## start DATA SUPPLIED

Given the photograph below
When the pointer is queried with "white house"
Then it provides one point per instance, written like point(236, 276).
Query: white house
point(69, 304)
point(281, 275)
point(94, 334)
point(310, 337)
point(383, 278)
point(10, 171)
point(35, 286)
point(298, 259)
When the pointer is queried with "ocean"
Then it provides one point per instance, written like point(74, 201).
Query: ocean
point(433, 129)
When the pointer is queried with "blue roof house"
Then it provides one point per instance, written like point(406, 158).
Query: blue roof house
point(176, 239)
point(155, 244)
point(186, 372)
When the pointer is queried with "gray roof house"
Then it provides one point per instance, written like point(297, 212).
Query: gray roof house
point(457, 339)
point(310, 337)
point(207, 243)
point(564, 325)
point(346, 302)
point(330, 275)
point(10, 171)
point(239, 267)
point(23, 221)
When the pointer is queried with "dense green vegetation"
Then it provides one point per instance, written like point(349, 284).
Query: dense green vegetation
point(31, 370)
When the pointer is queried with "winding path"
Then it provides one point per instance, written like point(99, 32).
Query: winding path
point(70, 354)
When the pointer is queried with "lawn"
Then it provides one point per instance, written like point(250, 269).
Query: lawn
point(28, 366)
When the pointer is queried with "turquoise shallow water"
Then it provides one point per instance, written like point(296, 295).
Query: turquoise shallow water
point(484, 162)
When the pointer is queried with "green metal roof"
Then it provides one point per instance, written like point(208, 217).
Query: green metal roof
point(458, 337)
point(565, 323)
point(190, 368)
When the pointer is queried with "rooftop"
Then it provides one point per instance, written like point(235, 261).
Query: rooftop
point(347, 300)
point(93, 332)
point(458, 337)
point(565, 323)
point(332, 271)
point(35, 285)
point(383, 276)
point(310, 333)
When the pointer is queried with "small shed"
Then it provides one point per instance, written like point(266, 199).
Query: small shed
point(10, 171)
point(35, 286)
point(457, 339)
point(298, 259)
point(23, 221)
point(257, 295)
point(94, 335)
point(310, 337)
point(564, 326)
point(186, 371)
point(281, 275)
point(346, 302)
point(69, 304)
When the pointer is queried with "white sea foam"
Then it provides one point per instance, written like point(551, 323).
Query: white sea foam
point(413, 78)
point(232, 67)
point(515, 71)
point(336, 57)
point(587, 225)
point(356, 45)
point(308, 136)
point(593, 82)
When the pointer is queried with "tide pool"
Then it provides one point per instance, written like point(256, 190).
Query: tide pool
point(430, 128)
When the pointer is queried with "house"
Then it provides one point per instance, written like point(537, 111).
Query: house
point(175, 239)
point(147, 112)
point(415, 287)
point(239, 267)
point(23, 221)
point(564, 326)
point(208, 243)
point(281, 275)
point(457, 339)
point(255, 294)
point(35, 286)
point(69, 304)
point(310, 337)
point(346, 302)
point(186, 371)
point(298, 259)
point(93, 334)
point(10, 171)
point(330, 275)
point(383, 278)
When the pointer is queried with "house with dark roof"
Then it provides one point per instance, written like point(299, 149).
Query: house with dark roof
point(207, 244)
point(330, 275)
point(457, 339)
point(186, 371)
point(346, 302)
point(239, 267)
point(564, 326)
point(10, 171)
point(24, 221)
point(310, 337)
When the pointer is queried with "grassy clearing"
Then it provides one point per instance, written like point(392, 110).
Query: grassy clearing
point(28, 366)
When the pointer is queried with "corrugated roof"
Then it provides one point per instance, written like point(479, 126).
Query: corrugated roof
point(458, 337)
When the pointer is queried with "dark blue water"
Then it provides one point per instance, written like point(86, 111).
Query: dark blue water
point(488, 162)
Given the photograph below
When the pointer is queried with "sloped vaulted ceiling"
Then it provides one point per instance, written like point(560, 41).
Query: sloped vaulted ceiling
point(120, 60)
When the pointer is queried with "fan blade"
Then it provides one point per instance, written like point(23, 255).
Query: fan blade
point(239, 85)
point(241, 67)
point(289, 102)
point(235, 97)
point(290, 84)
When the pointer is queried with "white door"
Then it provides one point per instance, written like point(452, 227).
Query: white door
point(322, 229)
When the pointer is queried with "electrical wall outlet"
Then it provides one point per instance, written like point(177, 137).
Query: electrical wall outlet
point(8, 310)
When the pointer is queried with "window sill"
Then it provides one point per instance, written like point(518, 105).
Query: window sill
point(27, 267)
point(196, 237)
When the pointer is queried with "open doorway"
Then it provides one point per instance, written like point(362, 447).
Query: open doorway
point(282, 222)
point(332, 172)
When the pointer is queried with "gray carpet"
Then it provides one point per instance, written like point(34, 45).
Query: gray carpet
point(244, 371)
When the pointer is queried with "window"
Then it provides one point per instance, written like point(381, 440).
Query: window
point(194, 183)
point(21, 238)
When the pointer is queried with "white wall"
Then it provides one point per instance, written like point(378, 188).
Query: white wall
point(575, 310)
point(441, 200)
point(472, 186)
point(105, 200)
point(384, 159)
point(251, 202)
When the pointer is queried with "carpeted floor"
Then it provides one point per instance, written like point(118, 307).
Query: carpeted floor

## end DATA SUPPLIED

> WHAT YOU NEED TO DO: Put every line of the items above into a Markdown table with the columns "Row" and "Line". "Row" holds a running row number, and "Line" holds the text of that line. Leave out any blank lines.

> FINAL RESULT:
| Row | Line |
|---|---|
| 1 | Given the photograph below |
| 2 | When the pointer is queried with "white house" |
| 3 | Then it provides one point per instance, written like point(236, 276). |
| 4 | Query: white house |
| 5 | point(69, 304) |
| 6 | point(281, 275) |
| 7 | point(94, 334) |
| 8 | point(310, 337) |
| 9 | point(383, 278) |
| 10 | point(10, 171) |
| 11 | point(35, 286) |
| 12 | point(298, 259) |
| 13 | When the pointer is queried with "ocean" |
| 14 | Then it provides one point per instance, written like point(74, 201). |
| 15 | Query: ocean |
| 16 | point(433, 129) |
| 17 | When the pointer is queried with "blue roof house" |
| 18 | Then it provides one point per instance, written like point(406, 158). |
| 19 | Query: blue roof house |
| 20 | point(176, 239) |
| 21 | point(155, 244) |
| 22 | point(186, 372) |
| 23 | When the pointer is queried with "gray roof house" |
| 24 | Then it provides one point per instance, written like point(297, 212). |
| 25 | Query: gray roof house |
| 26 | point(457, 339) |
| 27 | point(310, 337) |
| 28 | point(207, 243) |
| 29 | point(564, 325) |
| 30 | point(346, 302) |
| 31 | point(330, 275) |
| 32 | point(10, 171) |
| 33 | point(239, 267) |
| 34 | point(23, 221) |
| 35 | When the pointer is queried with "dense green vegetation" |
| 36 | Then it provides one point per instance, written like point(349, 284). |
| 37 | Query: dense green vegetation |
| 38 | point(31, 370) |
| 39 | When the pointer is queried with "winding path" |
| 40 | Then it provides one point per instance, written like point(99, 32). |
| 41 | Query: winding path |
| 42 | point(70, 354) |
| 43 | When the pointer is queried with "lawn" |
| 44 | Then it provides one point per instance, written like point(250, 269). |
| 45 | Query: lawn |
| 46 | point(28, 366) |
| 47 | When the pointer is queried with "turquoise shallow water" |
| 48 | Then it provides one point per instance, written like point(296, 295). |
| 49 | Query: turquoise shallow water |
| 50 | point(484, 162) |
| 51 | When the pointer is queried with "green metal roof" |
| 52 | Then it provides one point per instance, written like point(208, 217). |
| 53 | Query: green metal roof |
| 54 | point(458, 337) |
| 55 | point(565, 323) |
| 56 | point(190, 368) |
| 57 | When the pointer is queried with "rooftop" |
| 58 | Then it provides one point per instance, written like point(235, 261). |
| 59 | Query: rooftop |
| 60 | point(347, 300) |
| 61 | point(93, 332) |
| 62 | point(458, 337) |
| 63 | point(565, 323) |
| 64 | point(332, 271) |
| 65 | point(35, 285) |
| 66 | point(383, 276) |
| 67 | point(310, 333) |
| 68 | When the pointer is queried with "small shed" |
| 69 | Then it provides one point per instance, written like point(266, 199). |
| 70 | Query: small shed |
| 71 | point(10, 171) |
| 72 | point(35, 286) |
| 73 | point(457, 339) |
| 74 | point(298, 259) |
| 75 | point(23, 221) |
| 76 | point(257, 295) |
| 77 | point(94, 335) |
| 78 | point(310, 337) |
| 79 | point(564, 326) |
| 80 | point(186, 371) |
| 81 | point(281, 275) |
| 82 | point(346, 302) |
| 83 | point(69, 304) |
| 84 | When the pointer is queried with "white sea foam" |
| 85 | Then it provides one point per instance, written like point(551, 323). |
| 86 | Query: white sea foam |
| 87 | point(413, 78) |
| 88 | point(232, 67) |
| 89 | point(515, 71) |
| 90 | point(336, 57) |
| 91 | point(587, 225) |
| 92 | point(356, 45) |
| 93 | point(308, 136) |
| 94 | point(593, 82) |
| 95 | When the pointer is queried with "tide pool" |
| 96 | Then it provides one point per instance, written like point(256, 190). |
| 97 | Query: tide pool |
| 98 | point(430, 128) |
| 99 | When the pointer is queried with "house" |
| 100 | Then it provides one point per instance, written like point(537, 111). |
| 101 | Query: house |
| 102 | point(175, 239) |
| 103 | point(147, 112) |
| 104 | point(415, 287) |
| 105 | point(239, 267) |
| 106 | point(23, 221) |
| 107 | point(564, 326) |
| 108 | point(208, 243) |
| 109 | point(281, 275) |
| 110 | point(457, 339) |
| 111 | point(255, 294) |
| 112 | point(35, 286) |
| 113 | point(69, 304) |
| 114 | point(310, 337) |
| 115 | point(346, 302) |
| 116 | point(186, 371) |
| 117 | point(298, 259) |
| 118 | point(93, 334) |
| 119 | point(10, 171) |
| 120 | point(330, 275) |
| 121 | point(383, 278) |
| 122 | When the pointer is queried with "house with dark roof" |
| 123 | Then it provides one point per instance, written like point(299, 149). |
| 124 | Query: house with dark roof |
| 125 | point(207, 244) |
| 126 | point(330, 275) |
| 127 | point(457, 339) |
| 128 | point(186, 371) |
| 129 | point(346, 302) |
| 130 | point(239, 267) |
| 131 | point(564, 326) |
| 132 | point(10, 171) |
| 133 | point(24, 221) |
| 134 | point(310, 337) |
| 135 | When the pointer is queried with "grassy clearing" |
| 136 | Then it provides one point per instance, written like point(392, 110). |
| 137 | Query: grassy clearing |
| 138 | point(28, 366) |
| 139 | When the pointer is queried with "corrugated roof" |
| 140 | Then it provides one point per instance, written like point(479, 126). |
| 141 | Query: corrugated roof |
| 142 | point(458, 337) |
| 143 | When the pointer is queried with "dark blue water" |
| 144 | Then it provides one point per instance, written like point(86, 111). |
| 145 | Query: dark blue water |
| 146 | point(488, 162) |
| 147 | Given the photograph below |
| 148 | When the pointer is queried with "sloped vaulted ceiling" |
| 149 | Then it provides one point per instance, written like point(560, 41). |
| 150 | Query: sloped vaulted ceiling |
| 151 | point(120, 60) |
| 152 | When the pointer is queried with "fan blade" |
| 153 | Then it provides one point per instance, written like point(23, 255). |
| 154 | Query: fan blade |
| 155 | point(239, 85) |
| 156 | point(241, 67) |
| 157 | point(289, 102) |
| 158 | point(235, 97) |
| 159 | point(290, 84) |
| 160 | When the pointer is queried with "white door" |
| 161 | Then it provides one point per instance, written like point(452, 227). |
| 162 | Query: white door |
| 163 | point(322, 229) |
| 164 | When the pointer is queried with "electrical wall outlet" |
| 165 | Then it provides one point per instance, written like point(177, 137). |
| 166 | Query: electrical wall outlet |
| 167 | point(8, 310) |
| 168 | When the pointer is queried with "window sill" |
| 169 | Then it provides one point per instance, written like point(518, 105). |
| 170 | Query: window sill |
| 171 | point(27, 267) |
| 172 | point(196, 237) |
| 173 | When the pointer is queried with "open doorway" |
| 174 | Then it provides one point per instance, written like point(362, 447). |
| 175 | Query: open doorway |
| 176 | point(282, 222) |
| 177 | point(332, 172) |
| 178 | When the pointer is queried with "gray carpet" |
| 179 | Then it provides one point per instance, written like point(34, 45). |
| 180 | Query: gray carpet |
| 181 | point(244, 371) |
| 182 | When the pointer is queried with "window" |
| 183 | Then it provides one point per instance, written like point(381, 440). |
| 184 | Query: window |
| 185 | point(194, 183) |
| 186 | point(21, 238) |
| 187 | When the pointer is queried with "white wall" |
| 188 | Then it provides one point per instance, written like point(378, 188). |
| 189 | Query: white wall |
| 190 | point(575, 310) |
| 191 | point(441, 200) |
| 192 | point(472, 186) |
| 193 | point(105, 200) |
| 194 | point(384, 159) |
| 195 | point(251, 202) |
| 196 | When the pointer is queried with "carpeted floor" |
| 197 | Then it provides one point per instance, written like point(118, 307). |
| 198 | Query: carpeted floor |